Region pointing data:

━━━

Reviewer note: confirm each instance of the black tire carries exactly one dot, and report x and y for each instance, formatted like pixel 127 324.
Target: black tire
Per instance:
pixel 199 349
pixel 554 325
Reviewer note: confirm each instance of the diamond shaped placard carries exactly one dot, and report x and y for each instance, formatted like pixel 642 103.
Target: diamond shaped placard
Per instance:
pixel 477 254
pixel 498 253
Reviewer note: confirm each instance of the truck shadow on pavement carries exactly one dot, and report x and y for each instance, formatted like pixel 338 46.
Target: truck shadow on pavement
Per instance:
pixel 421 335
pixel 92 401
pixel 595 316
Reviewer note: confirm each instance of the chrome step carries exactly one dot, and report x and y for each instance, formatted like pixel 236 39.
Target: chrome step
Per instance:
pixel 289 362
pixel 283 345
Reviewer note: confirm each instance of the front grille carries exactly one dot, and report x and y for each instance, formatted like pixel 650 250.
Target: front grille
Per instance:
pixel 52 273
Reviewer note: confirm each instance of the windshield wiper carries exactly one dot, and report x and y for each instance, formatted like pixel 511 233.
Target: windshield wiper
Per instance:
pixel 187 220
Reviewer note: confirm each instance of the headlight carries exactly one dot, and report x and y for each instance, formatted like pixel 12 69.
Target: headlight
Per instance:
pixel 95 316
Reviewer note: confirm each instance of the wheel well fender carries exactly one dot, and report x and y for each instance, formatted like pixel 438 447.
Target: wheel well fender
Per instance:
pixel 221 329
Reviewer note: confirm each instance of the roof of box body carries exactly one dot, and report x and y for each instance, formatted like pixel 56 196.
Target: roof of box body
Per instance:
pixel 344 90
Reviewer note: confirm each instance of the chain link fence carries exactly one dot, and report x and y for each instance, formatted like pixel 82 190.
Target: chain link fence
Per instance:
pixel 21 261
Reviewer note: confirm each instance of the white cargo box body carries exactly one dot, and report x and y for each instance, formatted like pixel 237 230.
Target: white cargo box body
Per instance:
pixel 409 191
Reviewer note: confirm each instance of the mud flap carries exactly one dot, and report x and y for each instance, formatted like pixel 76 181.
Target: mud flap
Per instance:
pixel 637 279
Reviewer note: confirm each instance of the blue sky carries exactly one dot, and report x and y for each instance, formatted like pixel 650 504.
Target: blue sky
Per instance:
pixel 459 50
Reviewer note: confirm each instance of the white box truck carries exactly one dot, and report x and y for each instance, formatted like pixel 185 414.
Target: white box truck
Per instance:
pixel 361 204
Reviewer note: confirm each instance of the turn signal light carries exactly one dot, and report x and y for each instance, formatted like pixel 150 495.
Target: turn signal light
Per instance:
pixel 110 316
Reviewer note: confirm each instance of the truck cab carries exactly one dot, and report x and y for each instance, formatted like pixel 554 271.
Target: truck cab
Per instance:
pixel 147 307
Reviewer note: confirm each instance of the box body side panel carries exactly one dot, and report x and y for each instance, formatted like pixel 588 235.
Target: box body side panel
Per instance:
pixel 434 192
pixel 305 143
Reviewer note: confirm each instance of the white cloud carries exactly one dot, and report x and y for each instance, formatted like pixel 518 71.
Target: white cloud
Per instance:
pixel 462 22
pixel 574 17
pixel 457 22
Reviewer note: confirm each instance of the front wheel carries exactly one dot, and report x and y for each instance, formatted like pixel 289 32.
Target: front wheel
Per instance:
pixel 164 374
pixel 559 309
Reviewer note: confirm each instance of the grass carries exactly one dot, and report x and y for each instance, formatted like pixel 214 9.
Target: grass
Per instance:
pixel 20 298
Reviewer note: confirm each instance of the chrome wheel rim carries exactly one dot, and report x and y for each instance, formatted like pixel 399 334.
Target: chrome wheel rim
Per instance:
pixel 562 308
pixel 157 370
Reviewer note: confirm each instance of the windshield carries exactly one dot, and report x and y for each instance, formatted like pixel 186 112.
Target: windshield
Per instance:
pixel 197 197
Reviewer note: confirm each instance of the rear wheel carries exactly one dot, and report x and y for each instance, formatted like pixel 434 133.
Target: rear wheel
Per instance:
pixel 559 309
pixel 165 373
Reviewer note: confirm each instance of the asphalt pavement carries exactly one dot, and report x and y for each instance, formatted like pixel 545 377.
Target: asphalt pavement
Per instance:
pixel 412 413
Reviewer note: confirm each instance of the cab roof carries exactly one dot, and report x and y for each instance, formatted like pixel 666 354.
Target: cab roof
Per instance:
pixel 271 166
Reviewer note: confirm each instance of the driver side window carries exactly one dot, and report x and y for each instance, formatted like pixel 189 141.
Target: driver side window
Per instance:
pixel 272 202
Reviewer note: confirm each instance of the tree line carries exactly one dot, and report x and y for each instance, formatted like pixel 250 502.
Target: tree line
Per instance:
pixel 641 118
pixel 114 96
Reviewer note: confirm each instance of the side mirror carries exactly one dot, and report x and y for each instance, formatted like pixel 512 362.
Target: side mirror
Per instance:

━━━

EXERCISE PROMPT: For each line above that contains "roof", make a copy.

ANSWER SECTION:
Reviewer note: confirm each instance of the roof of box body carries exactly one dot, and report x and y for each instance, formatted like pixel 56 196.
Target: roof of box body
Reviewer note: confirm each instance of the cab roof carries exactly one dot, and report x and y for each instance, formatted like pixel 666 354.
Target: cab roof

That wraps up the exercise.